Besides vents and seamounts, mining exploration is also underway on abyssal plains — vast, flat areas that cover more than half of Earth’s surface. These regions are formed by thick layers of sediment in which thousands of species live, and they contain cobalt- and nickel-rich “nodules.” After reviewing the studies, the scientists said the risk of biodiversity loss at these sites remains largely unknown. However, species could be widespread across ocean floors beyond the zones ringfenced for exploration, making it “extremely difficult to prove” whether they would be lost.
In the Clarion-Clipperton Zone, researchers estimate that 6,000 to 8,000 species may live there, but only around 436 have been formally named. The Natural History Museum team has already described more than 50 new species, including a worm found living inside the nodules and two new species of hydrothermal vent tubeworm. Prof Glover said making data on species and their DNA available “is critical to understanding the risks of biodiversity loss” across these habitats.
The review also highlighted that, despite decades of research, significant knowledge gaps remain. Many deep-sea species are yet to be discovered, making it impossible to assess the full extent of potential losses. The long-term impacts on deep-ocean biodiversity, ecosystem functions and the services they provide are still poorly understood.
Policy and regulatory implications
The scientists concluded that major disturbance at hydrothermal vents and seamounts would not be aligned with United Nations policies on protecting biodiversity, to which most nations have agreed. These policies include the target to protect 30% of land and sea for nature by 2030. Mining on seamounts was also described as incompatible with the UN framework.
The International Seabed Authority (ISA), established under the UN Convention on the Law of the Sea, regulates mining in international waters. It has been developing a “mining code” for commercial exploitation for more than a decade but has yet to finalise it. A provision known as the “two-year rule,” triggered by the Pacific island nation of Nauru’s intention to mine, aimed to expedite the process, but the deadline was missed in July 2023.
Meanwhile, a growing number of countries — more than 30 — along with scientists, environmental organisations and Indigenous groups, are calling for a moratorium or precautionary pause on deep-sea mining. Some large corporations that use the targeted minerals have also supported a moratorium or committed to not sourcing seabed materials. In the CCZ, the international regulator has already protected 30% of the area targeted for development. However, the teams say there remains little understanding of how well this protected system will work to prevent ecosystem damage because of a lack of data from those sites.

▶ **Excerpted records**
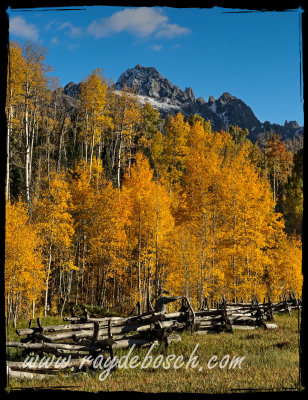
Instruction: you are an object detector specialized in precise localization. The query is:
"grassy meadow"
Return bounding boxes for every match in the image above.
[7,311,303,394]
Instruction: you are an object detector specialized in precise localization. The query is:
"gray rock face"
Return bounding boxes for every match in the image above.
[115,64,195,106]
[116,65,303,140]
[63,64,304,141]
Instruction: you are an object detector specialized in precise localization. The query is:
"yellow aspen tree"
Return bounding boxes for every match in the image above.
[80,68,112,175]
[122,152,173,310]
[110,88,141,188]
[163,113,190,194]
[33,172,76,315]
[5,201,45,325]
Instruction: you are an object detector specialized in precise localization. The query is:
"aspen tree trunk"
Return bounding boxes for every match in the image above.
[5,105,13,201]
[57,117,65,172]
[117,131,122,189]
[84,113,88,163]
[155,177,159,299]
[25,103,30,205]
[90,109,95,179]
[138,210,141,299]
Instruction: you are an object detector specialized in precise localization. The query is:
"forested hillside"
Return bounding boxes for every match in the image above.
[5,42,303,321]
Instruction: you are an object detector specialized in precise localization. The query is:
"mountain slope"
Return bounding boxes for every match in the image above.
[63,64,303,141]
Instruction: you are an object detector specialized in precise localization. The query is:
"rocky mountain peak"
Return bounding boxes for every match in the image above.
[115,64,195,106]
[218,92,237,103]
[63,64,303,140]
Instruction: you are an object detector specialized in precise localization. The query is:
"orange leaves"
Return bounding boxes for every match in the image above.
[5,201,45,310]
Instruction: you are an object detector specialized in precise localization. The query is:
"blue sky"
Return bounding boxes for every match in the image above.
[7,6,304,125]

▶ **Directions**
- 1) List the types of deep-sea habitat that the deep-sea mining extract names as places where mining or mining exploration is happening.
- 2) Please write out the stretch of the deep-sea mining extract from "The review also" through "still poorly understood." word for word.
The rows are separate material and do not relate to the deep-sea mining extract.

▶ **Exercise answers**
- 1) Hydrothermal vents, seamounts, abyssal plains

- 2)
The review also highlighted that, despite decades of research, significant knowledge gaps remain. Many deep-sea species are yet to be discovered, making it impossible to assess the full extent of potential losses. The long-term impacts on deep-ocean biodiversity, ecosystem functions and the services they provide are still poorly understood.